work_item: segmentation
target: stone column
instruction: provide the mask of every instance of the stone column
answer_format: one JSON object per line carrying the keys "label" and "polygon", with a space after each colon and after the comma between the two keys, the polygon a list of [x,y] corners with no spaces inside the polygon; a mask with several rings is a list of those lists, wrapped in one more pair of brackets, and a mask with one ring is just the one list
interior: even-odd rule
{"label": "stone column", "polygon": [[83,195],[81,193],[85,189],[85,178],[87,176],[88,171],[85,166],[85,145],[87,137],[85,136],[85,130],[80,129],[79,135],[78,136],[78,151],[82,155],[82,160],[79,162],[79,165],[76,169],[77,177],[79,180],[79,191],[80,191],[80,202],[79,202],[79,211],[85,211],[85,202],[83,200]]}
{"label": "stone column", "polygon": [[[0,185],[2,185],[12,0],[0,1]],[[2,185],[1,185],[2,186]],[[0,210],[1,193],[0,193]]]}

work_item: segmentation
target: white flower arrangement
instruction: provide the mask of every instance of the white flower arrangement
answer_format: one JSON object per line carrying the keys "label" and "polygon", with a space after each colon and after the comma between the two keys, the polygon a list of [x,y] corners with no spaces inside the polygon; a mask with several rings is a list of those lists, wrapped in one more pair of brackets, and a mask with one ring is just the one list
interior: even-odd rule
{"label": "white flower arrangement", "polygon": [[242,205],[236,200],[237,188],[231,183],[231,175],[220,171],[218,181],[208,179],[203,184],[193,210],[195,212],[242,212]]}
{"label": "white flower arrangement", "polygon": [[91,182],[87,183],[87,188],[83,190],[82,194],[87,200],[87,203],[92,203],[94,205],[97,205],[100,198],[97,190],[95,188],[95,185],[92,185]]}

########

Exercise – Reproduce the records above, replacing "even-odd rule" with "nonzero winding rule" everywhere it occurs and leaving everything else as it is.

Result for this exercise –
work_item: segmentation
target: stone column
instruction: provide the mask of every instance of the stone column
answer_format: one JSON object per line carrying the keys "label" and "polygon", with a space after each colon and after the comma between the two keys, the polygon a list of [x,y] corners with no spaces inside the polygon; a mask with several rings is a list of those lists, wrapped in one more pair of brackets, and a mask with one ring is just the one list
interior: nonzero winding rule
{"label": "stone column", "polygon": [[83,195],[81,193],[85,189],[85,178],[87,176],[88,171],[85,166],[85,145],[87,137],[85,136],[85,130],[80,129],[79,135],[78,136],[78,151],[82,155],[82,160],[79,162],[79,165],[76,169],[77,177],[79,180],[79,191],[80,191],[80,202],[79,202],[79,211],[85,211],[85,202],[83,200]]}
{"label": "stone column", "polygon": [[[0,185],[2,185],[12,0],[0,1]],[[2,185],[1,185],[2,186]],[[0,210],[1,193],[0,193]]]}

work_item: segmentation
target: white flower arrangement
instruction: provide the mask of every instance of the white flower arrangement
answer_format: one JSON object per line carrying the keys "label" and "polygon", with a space after each colon and after the comma between the two keys, the polygon a list of [x,y] corners with no spaces inside the polygon; a mask with several rings is a list of those lists, wrapped in one more pair of brackets, and a mask with one ring is just the one list
interior: nonzero winding rule
{"label": "white flower arrangement", "polygon": [[242,205],[236,200],[237,188],[231,183],[231,175],[220,171],[218,181],[208,179],[203,184],[193,210],[195,212],[242,212]]}
{"label": "white flower arrangement", "polygon": [[91,182],[87,183],[87,188],[83,190],[82,194],[87,200],[87,203],[92,203],[94,205],[97,205],[100,198],[97,190],[95,188],[95,185],[92,185]]}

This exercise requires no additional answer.